#### Exercises
• 1. Which columns are declared in the create table statement in the email excerpt about int8 indexes?
• 2. Can you resume the email excerpt about int8 indexes, carrying on right after its last line?

#### Source document
· · · · ·

IIRC, there is an issue with int8 indexes and integer constants
(which are treated as int4).

Stephan Szabo
sszabo(at)bigpanda(dot)com

On Fri, 13 Oct 2000, Igor V. Rafienko wrote:

> on Oct 13, 2000, 07:55, Adam Ruth std::cout'ed:
>
> | Post the query you're using, there may be a way to rewrite it to use the
> | index. I've found this to be true on all kinds of DBMSs.
>
>
> Okidoki (somewhat simplified (there are 5 other columns as well, but
> they have nothing to do with delete)):
>
>
> create table foo (
> foo1 int8 not null,
> foo2 int8 not null,
> data1 varchar check( data_1 in ( 'zot', 'qux' ) ) not null,
> data2 varchar null,
>
> primary key (foo1,foo2),
> unique (foo2,data1)

· · · · ·

#### Information shown

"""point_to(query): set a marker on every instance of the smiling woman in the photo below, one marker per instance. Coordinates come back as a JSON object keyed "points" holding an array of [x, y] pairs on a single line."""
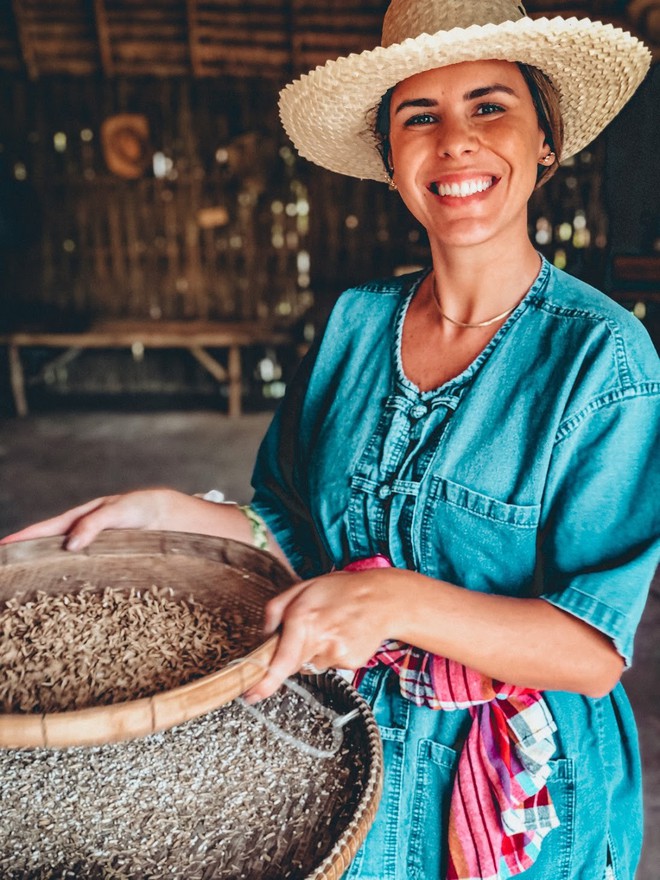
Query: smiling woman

· · · · ·

#### Task answers
• 1. foo1, foo2, data1, data2

• 2.
> );
>
> And then an index on foo2:
>
> create index foobar on foo( foo2 );
>
> And then a vacuumdb --analyze.
>
> The query cannot be made simpler, imvho, but since you've asked:
>
> delete from foo where foo2 = 42;
>
>
> There is also a foreign key into this table from a primary key of another
> table. Yes, there is an index on the other table as well.